Work order
Only the lines that include "blue" should be copied from the data below.

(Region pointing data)
┌────────
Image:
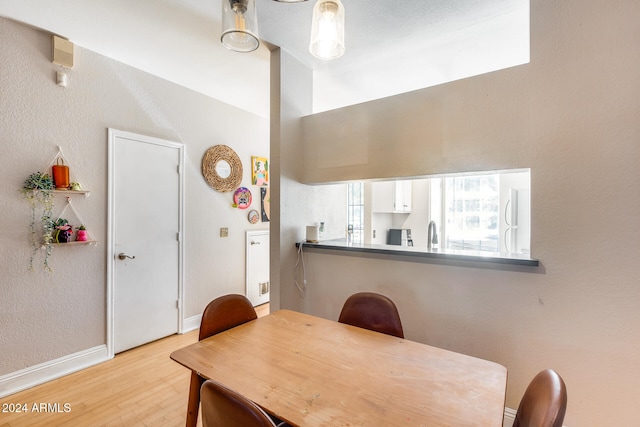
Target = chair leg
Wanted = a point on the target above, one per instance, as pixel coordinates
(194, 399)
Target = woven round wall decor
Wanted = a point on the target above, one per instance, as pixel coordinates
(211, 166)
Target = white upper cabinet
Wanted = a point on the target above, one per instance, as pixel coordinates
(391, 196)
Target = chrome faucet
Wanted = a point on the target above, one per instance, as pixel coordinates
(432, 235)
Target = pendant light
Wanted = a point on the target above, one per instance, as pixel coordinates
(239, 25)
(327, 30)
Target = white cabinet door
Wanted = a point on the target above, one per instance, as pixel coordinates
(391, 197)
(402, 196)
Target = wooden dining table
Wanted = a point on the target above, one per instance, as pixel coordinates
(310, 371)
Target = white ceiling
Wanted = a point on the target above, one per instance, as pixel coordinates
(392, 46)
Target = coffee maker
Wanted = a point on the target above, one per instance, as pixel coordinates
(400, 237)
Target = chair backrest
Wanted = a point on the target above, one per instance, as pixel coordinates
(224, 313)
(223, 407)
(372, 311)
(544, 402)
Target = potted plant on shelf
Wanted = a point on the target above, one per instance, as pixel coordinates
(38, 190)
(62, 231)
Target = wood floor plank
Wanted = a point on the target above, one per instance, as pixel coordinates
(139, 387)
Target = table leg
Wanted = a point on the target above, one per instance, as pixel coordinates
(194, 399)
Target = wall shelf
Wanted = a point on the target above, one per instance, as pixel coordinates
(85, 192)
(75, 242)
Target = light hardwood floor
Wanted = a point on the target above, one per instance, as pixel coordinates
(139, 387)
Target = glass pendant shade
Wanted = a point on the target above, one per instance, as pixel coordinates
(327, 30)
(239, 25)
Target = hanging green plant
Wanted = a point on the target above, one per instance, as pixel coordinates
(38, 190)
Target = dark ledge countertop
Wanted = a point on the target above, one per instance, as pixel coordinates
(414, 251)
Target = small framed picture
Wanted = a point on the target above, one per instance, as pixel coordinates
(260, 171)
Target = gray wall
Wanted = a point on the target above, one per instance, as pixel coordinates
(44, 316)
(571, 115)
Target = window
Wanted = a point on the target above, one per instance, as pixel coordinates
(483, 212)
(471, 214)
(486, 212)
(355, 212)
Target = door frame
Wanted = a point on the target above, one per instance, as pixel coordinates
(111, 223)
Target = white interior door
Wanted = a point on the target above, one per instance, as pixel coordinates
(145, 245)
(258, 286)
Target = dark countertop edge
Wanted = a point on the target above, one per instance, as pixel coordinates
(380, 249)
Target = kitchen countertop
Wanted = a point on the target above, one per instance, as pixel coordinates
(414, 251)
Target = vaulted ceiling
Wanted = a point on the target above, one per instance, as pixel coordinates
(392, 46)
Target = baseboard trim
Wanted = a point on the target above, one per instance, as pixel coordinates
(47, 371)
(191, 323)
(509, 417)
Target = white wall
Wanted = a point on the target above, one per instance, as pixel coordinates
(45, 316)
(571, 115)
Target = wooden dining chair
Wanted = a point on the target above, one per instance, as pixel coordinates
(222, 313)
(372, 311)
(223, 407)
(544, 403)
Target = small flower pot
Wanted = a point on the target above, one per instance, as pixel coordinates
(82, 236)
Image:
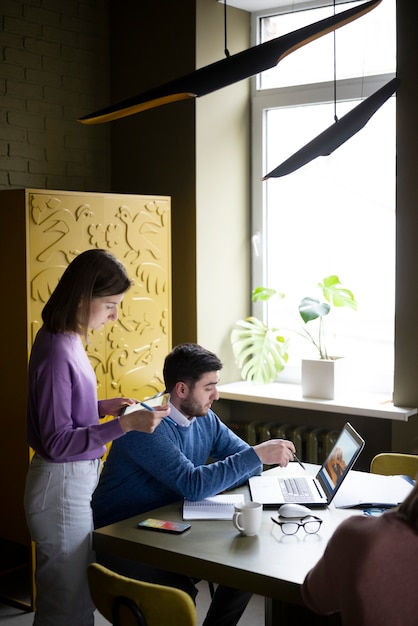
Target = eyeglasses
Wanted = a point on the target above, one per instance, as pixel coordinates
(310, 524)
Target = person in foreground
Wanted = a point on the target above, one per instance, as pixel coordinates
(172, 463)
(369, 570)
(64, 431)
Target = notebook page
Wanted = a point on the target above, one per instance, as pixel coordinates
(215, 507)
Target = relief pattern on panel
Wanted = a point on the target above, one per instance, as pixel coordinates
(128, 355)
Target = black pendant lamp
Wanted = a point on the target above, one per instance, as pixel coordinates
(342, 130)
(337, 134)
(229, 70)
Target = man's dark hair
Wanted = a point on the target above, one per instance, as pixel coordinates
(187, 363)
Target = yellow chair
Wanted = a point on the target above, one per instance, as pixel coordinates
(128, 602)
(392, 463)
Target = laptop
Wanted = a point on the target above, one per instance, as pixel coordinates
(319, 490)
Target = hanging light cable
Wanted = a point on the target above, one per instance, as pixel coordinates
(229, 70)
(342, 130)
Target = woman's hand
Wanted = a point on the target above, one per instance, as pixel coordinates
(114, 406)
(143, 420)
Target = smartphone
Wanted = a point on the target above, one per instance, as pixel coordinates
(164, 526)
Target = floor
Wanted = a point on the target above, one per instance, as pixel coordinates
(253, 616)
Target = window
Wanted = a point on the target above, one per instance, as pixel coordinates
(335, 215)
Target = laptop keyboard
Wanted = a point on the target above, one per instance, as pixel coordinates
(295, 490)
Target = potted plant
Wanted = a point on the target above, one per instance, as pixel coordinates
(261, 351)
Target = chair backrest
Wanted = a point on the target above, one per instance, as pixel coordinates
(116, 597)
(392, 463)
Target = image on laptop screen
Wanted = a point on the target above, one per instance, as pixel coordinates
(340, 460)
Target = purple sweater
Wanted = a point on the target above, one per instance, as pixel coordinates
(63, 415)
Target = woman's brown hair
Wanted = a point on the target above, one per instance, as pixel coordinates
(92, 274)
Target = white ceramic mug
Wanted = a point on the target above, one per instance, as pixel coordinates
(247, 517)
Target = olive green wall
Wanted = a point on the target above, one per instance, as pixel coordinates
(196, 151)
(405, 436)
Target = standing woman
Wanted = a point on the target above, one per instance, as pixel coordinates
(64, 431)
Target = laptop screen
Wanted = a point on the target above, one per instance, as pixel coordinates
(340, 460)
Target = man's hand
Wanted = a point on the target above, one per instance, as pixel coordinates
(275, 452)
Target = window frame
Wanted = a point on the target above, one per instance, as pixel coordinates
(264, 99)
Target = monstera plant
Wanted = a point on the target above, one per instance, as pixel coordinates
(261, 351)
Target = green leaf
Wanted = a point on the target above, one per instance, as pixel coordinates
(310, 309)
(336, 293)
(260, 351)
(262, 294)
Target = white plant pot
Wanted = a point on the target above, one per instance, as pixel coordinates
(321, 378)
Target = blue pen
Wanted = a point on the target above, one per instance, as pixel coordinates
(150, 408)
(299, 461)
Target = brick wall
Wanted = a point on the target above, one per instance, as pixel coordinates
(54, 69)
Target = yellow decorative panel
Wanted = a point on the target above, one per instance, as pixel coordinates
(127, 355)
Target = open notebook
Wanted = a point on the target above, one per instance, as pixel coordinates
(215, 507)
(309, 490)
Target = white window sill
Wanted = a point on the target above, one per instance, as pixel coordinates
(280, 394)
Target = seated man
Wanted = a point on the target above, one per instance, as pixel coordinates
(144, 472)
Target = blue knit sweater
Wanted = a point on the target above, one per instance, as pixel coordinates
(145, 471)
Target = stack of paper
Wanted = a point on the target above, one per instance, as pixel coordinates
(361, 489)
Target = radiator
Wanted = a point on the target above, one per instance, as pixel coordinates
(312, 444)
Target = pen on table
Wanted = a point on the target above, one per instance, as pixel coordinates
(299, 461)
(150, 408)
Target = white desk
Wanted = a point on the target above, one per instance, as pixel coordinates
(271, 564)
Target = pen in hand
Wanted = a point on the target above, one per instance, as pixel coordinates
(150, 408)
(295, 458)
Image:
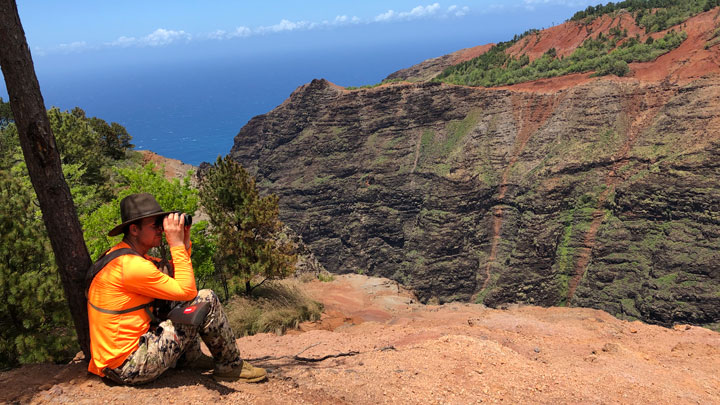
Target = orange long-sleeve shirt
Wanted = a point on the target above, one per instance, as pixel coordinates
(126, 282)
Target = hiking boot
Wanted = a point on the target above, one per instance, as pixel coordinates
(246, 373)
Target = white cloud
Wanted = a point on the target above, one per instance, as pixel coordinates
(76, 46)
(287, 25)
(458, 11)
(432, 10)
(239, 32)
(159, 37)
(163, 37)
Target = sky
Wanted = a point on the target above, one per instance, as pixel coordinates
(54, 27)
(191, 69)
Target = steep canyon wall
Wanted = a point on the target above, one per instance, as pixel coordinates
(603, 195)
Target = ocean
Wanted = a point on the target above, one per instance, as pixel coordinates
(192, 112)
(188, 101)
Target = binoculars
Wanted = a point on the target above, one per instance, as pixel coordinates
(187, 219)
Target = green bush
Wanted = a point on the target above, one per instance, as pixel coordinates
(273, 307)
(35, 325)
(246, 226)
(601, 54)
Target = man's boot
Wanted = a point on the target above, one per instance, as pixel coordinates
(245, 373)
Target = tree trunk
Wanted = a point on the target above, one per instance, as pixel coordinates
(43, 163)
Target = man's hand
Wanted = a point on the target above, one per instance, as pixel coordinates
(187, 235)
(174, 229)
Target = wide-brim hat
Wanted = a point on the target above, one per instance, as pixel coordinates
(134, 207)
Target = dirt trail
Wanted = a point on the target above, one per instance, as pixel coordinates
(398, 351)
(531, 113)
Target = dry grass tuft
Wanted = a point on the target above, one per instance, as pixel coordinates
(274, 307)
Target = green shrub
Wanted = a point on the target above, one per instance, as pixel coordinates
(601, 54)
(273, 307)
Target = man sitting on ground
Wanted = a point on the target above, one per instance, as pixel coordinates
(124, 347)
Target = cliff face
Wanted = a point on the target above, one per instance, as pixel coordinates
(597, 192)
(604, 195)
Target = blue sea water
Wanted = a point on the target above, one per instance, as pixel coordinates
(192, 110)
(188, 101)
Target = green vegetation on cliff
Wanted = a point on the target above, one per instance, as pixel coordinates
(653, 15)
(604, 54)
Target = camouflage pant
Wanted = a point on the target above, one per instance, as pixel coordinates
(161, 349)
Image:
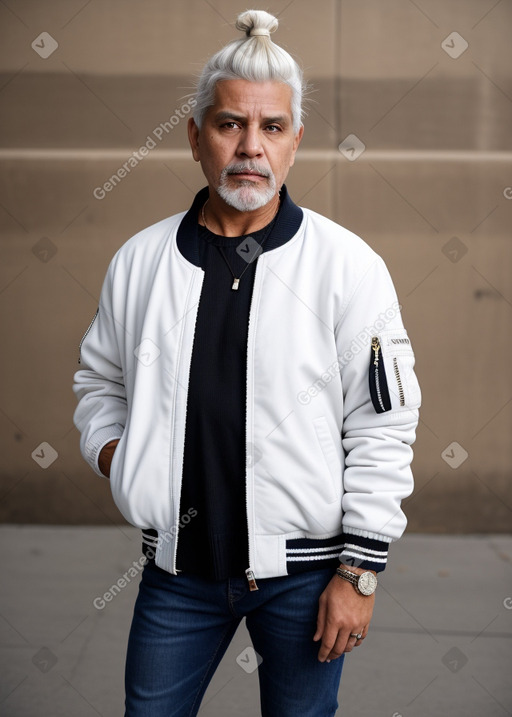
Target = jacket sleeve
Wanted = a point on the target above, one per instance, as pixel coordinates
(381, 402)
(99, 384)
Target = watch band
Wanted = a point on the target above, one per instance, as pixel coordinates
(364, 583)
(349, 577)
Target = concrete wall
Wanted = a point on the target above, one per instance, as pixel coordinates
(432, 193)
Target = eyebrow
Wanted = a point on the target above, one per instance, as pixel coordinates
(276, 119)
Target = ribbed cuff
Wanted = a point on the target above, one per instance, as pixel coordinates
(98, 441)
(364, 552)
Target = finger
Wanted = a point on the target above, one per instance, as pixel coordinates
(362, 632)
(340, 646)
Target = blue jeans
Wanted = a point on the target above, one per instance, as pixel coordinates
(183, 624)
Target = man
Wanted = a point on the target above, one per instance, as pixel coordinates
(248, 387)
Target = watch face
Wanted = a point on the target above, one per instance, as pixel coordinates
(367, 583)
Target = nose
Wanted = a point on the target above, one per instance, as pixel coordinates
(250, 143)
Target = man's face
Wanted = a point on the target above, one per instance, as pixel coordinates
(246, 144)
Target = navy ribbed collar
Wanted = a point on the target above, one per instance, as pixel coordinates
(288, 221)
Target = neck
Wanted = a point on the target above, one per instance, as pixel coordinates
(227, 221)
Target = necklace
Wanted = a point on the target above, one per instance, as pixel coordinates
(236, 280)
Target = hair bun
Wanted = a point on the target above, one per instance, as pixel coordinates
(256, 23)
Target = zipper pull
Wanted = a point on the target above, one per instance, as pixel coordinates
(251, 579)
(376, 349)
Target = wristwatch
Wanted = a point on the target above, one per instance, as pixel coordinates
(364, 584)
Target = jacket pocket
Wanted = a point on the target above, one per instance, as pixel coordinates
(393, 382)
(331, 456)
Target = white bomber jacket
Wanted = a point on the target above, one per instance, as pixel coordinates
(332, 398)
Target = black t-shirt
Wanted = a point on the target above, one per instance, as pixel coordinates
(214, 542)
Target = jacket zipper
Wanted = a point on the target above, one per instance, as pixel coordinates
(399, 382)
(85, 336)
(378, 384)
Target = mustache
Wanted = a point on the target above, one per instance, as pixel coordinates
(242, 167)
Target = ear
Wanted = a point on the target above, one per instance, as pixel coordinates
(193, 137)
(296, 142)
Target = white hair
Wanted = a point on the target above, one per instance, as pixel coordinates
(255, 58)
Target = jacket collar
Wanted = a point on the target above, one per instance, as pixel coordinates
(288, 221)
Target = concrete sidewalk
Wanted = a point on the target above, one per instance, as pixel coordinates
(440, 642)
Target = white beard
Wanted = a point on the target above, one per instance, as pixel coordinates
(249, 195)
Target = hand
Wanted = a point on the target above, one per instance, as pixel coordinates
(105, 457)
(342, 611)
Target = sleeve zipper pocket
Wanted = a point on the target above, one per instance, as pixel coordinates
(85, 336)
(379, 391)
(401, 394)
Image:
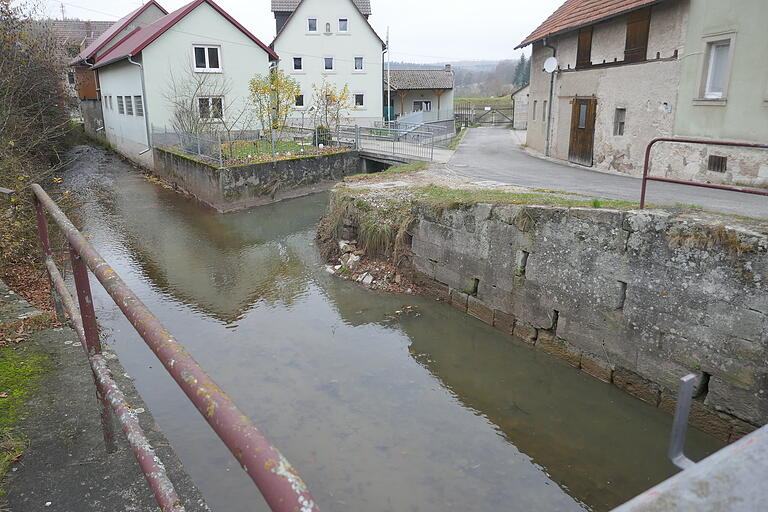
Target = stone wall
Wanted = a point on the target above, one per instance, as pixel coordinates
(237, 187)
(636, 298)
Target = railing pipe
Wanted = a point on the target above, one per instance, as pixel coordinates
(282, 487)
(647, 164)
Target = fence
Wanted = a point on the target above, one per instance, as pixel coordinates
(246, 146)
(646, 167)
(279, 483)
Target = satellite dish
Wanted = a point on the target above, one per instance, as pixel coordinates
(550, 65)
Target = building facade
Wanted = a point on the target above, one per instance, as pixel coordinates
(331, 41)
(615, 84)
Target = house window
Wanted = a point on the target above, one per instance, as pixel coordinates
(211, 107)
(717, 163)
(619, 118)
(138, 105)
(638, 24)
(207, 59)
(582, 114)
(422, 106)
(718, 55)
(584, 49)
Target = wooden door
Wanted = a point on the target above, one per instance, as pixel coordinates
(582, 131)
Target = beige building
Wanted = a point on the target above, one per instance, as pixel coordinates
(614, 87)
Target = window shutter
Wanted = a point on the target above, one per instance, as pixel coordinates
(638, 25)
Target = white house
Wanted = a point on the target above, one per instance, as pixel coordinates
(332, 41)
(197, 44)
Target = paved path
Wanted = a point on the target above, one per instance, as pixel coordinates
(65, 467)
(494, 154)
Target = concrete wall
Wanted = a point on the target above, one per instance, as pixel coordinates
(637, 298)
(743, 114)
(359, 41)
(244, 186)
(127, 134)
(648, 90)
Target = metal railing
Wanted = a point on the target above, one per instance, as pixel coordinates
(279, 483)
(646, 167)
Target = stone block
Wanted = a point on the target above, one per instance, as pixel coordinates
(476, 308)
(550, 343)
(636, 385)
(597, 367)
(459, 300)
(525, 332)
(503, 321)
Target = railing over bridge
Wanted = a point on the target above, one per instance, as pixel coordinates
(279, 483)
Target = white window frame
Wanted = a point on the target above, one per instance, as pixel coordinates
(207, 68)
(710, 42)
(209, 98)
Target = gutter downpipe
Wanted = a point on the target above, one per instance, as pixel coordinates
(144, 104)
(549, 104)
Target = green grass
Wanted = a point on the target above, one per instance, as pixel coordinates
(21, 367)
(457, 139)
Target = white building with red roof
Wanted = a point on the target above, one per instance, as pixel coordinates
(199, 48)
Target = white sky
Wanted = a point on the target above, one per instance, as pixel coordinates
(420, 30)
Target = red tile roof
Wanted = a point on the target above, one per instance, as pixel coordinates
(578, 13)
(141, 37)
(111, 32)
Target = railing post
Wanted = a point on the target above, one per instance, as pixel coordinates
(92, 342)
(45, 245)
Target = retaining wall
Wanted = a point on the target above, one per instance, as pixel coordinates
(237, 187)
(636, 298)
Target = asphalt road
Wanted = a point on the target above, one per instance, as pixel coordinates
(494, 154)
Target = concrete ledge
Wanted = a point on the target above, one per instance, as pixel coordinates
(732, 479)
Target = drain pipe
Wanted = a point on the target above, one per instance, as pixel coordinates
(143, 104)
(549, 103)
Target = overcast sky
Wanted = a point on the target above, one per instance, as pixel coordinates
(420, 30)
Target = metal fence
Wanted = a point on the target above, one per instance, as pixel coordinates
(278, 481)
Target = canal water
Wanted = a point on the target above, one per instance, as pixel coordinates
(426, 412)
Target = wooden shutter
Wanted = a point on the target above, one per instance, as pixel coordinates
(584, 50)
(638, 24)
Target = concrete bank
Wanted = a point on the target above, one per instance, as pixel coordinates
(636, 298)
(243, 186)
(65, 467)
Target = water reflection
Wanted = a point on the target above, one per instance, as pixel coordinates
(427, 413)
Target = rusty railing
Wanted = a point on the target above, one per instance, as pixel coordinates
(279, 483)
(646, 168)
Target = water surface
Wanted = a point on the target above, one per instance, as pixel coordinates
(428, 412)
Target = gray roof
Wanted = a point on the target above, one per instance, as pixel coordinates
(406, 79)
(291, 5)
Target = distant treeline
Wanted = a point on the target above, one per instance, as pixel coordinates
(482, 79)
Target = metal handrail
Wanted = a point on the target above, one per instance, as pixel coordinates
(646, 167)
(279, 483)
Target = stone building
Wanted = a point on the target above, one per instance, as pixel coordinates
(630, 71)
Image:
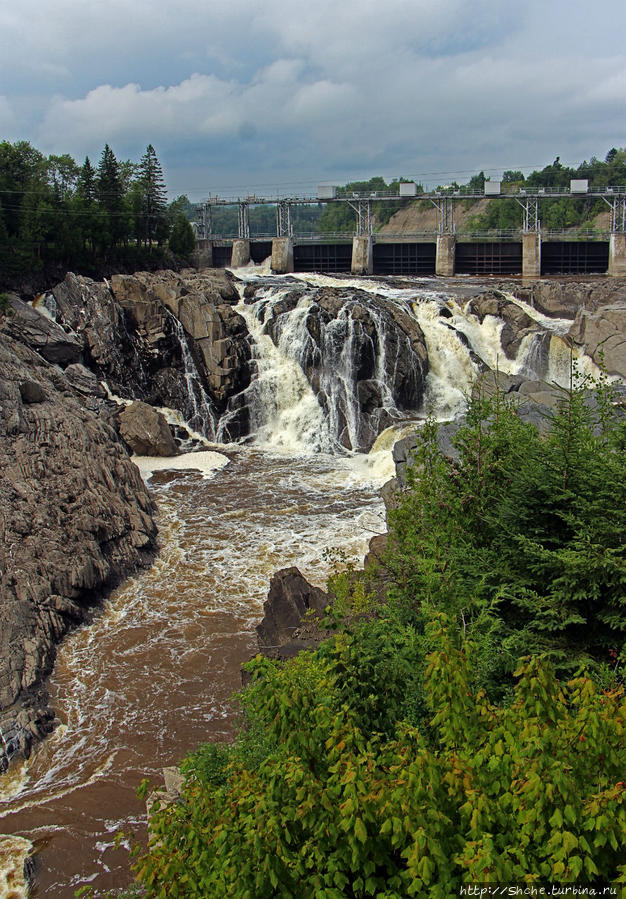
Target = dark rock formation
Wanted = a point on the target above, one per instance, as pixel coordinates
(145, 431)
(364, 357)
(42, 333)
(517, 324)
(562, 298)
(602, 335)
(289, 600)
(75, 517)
└────────
Expected output
Target = blue pen
Target = blue knit sweater
Target = blue sea water
Target = blue jeans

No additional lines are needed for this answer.